Excerpts from location labeling data

——————

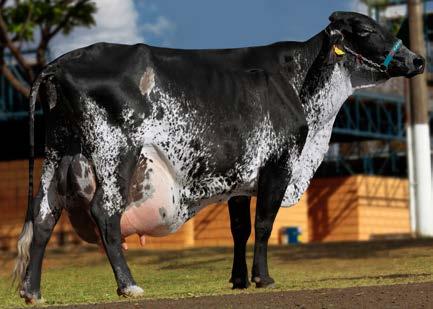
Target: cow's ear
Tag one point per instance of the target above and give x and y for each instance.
(336, 50)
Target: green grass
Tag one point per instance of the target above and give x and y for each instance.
(83, 275)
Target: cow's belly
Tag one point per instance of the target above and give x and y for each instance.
(154, 207)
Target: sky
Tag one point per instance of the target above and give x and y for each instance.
(205, 23)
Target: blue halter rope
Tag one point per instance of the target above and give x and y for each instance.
(392, 53)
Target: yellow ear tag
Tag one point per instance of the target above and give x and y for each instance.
(338, 51)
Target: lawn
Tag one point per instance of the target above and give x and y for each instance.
(83, 275)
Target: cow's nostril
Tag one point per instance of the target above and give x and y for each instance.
(419, 62)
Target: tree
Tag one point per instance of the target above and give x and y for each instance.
(36, 22)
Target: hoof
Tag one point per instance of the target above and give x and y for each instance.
(31, 299)
(239, 283)
(132, 291)
(267, 283)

——————

*TASK DETAILS*:
Rewrite all lines of the records, requests included, and leave the pictures out. Scale every x and y coordinate in the answers by 1.1, rounding to whole numbers with halves going up.

*COMPLETED TASK*:
Target: cow's ear
Tag one point per instance of the target above and give x and y for each instance.
(370, 55)
Target: green grass
Tag one point per instance of the target above and give x and y for each instance.
(91, 303)
Target: cow's belly
Tag one point per instance of the target above and give x and y for each instance.
(169, 228)
Target: sky
Tag one point per instance of the target above and give x and y for each instance.
(226, 25)
Target: blue halter rope
Tag one point per instance of the target above and give x and y for each instance.
(431, 58)
Target: yellow ear tag
Tag one point per instance of the target above and give x and y for each instance.
(372, 56)
Target: lawn
Tag one point per instance of the target above and give x and y for each instance.
(91, 303)
Target: cow's nostril
Tag one point per instance of the target above and give x and y for each instance.
(461, 68)
Target: tree
Tag one point per instance of the target above and give x and y for each instance.
(40, 24)
Target: hoof
Tag one point per instance of the target above and give x and y for each instance.
(34, 329)
(263, 311)
(145, 320)
(294, 311)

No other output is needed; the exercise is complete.